*Work instructions*:
Which lines below fall between the one containing "Query: cushion on chair" and the one containing "Query: rocky riverbank"? Repeat them exactly, counting both of those lines, and add nothing else.

Image point grounding data:

########

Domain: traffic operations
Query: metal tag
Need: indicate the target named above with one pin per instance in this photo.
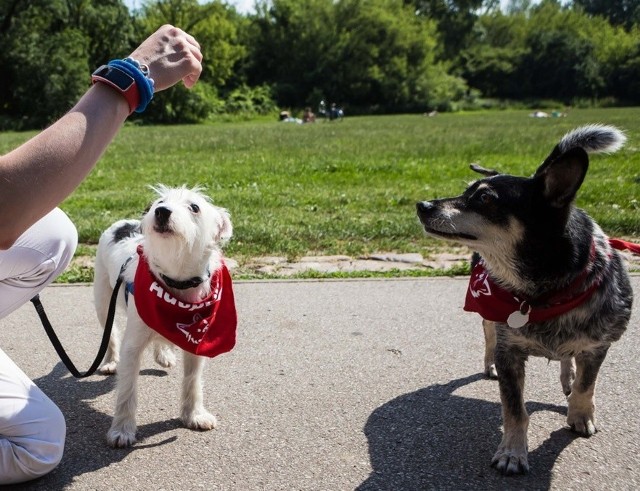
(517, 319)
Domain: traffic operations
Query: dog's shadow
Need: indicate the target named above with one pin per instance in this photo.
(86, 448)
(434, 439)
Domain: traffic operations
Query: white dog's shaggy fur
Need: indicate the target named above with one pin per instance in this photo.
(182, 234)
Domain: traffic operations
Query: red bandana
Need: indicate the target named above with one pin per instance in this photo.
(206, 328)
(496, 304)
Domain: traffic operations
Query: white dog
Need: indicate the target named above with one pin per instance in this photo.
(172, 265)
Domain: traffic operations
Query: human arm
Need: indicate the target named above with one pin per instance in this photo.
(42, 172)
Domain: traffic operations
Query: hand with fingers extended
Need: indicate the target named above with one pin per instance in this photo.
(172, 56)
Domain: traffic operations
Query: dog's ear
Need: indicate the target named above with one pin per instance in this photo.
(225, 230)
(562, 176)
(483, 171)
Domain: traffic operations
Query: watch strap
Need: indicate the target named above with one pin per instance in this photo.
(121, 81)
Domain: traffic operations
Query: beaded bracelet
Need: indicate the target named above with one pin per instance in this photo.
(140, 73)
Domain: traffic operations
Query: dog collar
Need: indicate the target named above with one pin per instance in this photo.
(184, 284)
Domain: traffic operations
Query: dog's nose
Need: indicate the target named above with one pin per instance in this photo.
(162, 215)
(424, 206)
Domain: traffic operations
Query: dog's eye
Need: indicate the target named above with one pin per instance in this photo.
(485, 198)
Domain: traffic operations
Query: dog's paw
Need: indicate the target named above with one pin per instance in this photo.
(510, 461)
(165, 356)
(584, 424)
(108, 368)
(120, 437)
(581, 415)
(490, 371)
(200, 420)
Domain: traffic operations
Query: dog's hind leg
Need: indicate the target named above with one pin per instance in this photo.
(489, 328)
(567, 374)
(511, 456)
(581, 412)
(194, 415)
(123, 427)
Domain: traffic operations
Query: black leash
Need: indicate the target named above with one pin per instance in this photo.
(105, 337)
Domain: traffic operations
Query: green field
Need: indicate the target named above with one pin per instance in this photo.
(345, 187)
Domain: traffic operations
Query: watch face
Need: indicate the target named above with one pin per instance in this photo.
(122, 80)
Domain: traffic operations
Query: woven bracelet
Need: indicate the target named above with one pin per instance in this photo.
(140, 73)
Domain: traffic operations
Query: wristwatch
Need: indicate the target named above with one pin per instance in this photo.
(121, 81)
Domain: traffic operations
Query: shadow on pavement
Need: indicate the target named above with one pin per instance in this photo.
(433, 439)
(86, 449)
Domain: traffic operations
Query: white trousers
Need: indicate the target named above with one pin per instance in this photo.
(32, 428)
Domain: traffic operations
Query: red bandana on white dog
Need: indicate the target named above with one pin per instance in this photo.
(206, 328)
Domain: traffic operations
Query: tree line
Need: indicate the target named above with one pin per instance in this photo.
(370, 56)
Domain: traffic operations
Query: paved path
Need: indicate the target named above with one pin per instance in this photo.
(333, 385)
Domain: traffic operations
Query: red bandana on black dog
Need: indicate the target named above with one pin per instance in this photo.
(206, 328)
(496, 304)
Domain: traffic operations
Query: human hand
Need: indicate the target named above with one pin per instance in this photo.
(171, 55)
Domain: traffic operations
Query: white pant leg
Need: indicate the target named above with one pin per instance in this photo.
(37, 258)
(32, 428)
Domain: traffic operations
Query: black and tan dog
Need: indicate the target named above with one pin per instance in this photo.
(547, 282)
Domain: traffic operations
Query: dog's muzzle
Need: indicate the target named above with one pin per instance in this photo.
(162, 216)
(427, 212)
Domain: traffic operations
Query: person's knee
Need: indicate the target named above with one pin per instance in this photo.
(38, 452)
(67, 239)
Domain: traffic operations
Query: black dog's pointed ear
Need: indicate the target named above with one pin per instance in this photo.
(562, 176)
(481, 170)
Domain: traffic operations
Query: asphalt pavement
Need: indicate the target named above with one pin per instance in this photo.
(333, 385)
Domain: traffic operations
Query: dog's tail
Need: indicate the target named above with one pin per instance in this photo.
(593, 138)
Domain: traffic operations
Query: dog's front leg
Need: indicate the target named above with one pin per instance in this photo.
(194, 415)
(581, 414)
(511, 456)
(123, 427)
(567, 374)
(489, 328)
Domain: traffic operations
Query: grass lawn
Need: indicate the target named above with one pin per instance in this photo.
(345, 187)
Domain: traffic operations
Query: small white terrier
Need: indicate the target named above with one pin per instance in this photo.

########

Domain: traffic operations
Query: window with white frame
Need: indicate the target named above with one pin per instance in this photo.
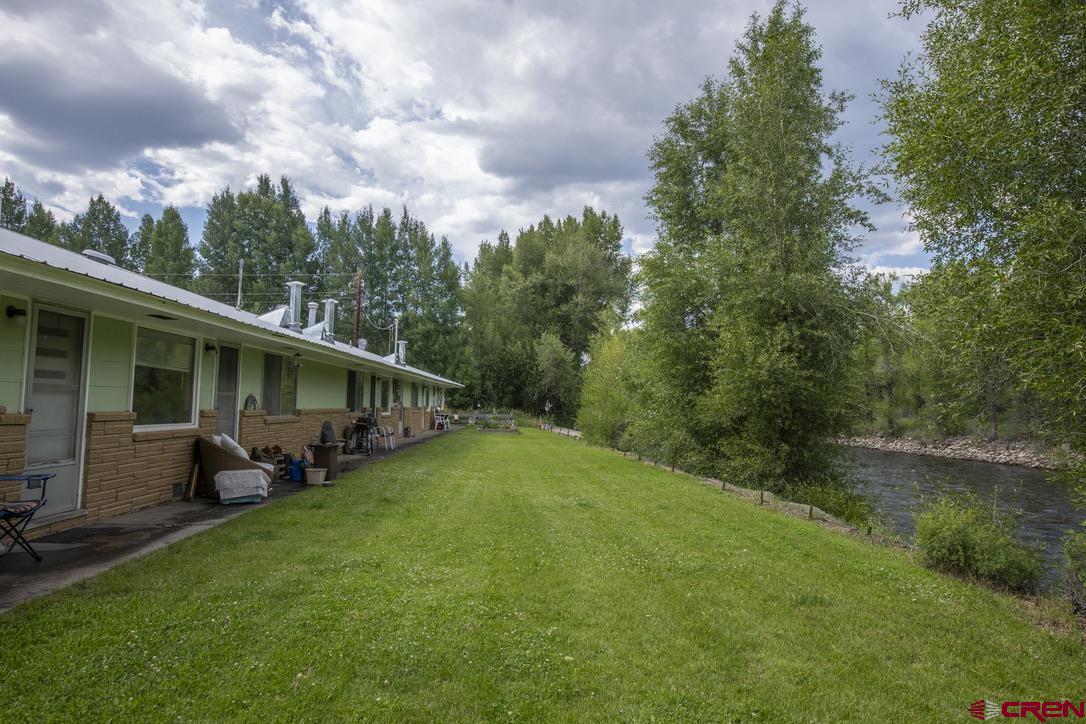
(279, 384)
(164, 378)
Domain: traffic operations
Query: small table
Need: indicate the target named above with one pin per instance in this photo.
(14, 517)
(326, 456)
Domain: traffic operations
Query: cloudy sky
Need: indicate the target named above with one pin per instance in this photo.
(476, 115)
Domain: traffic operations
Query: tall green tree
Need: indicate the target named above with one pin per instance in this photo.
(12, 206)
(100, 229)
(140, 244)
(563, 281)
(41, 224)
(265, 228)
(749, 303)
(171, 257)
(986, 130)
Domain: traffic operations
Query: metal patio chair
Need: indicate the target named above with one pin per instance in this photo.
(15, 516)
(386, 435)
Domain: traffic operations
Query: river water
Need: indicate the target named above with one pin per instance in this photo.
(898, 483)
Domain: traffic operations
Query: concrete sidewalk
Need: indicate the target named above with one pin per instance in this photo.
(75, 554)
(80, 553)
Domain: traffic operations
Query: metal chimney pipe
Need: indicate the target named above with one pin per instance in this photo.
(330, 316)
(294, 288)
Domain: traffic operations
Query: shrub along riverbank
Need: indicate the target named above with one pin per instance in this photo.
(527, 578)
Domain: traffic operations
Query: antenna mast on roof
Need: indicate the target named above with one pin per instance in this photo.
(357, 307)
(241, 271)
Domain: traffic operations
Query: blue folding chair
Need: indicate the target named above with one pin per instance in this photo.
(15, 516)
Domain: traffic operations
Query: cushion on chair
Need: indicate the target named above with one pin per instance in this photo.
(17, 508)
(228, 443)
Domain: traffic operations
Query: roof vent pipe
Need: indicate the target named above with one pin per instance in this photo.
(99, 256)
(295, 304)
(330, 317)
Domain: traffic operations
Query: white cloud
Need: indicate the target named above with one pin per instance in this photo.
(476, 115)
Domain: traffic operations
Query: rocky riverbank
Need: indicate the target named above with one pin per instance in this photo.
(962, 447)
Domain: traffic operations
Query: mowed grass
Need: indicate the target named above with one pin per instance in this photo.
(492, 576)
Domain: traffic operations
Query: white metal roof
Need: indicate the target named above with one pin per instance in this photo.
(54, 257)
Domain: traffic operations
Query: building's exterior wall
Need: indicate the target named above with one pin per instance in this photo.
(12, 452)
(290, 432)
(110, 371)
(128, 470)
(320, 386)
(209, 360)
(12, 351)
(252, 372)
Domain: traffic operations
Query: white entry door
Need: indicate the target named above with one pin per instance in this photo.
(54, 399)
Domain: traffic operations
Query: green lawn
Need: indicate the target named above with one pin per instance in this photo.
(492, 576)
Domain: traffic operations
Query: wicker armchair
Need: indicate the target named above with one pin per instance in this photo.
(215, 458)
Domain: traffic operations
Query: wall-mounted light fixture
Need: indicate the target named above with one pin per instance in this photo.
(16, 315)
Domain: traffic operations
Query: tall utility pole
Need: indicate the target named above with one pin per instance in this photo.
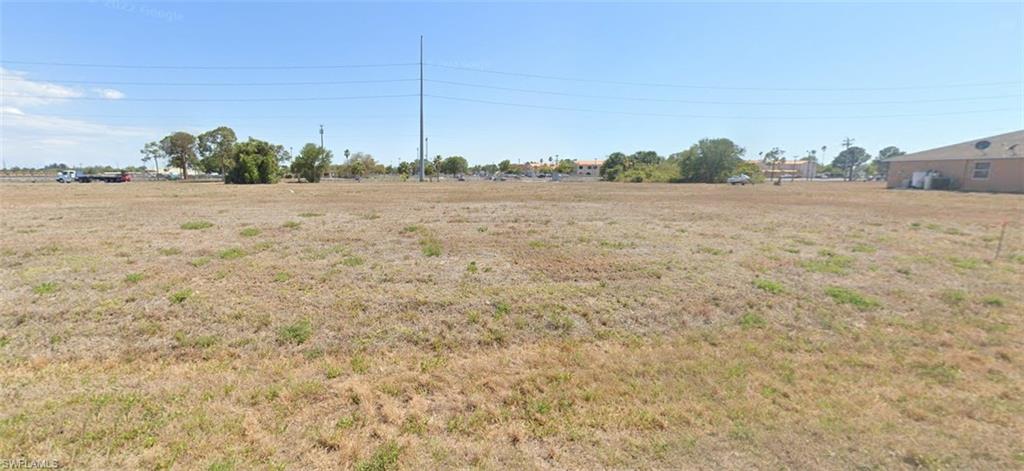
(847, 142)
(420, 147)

########

*Reply*:
Query: cushion on chair
Need: indicate the target named above with one pin per instance in this photo.
(17, 508)
(228, 443)
Domain: traffic operations
Query: roof vent pipe
Need: indicate the target named above with one pin per instance in this photo.
(99, 256)
(295, 304)
(330, 317)
Domain: traffic operations
Query: white cloud
Need: indicate the target named above with one pin per instance in this photo.
(476, 115)
Domain: traffic operations
Query: rocky riverbank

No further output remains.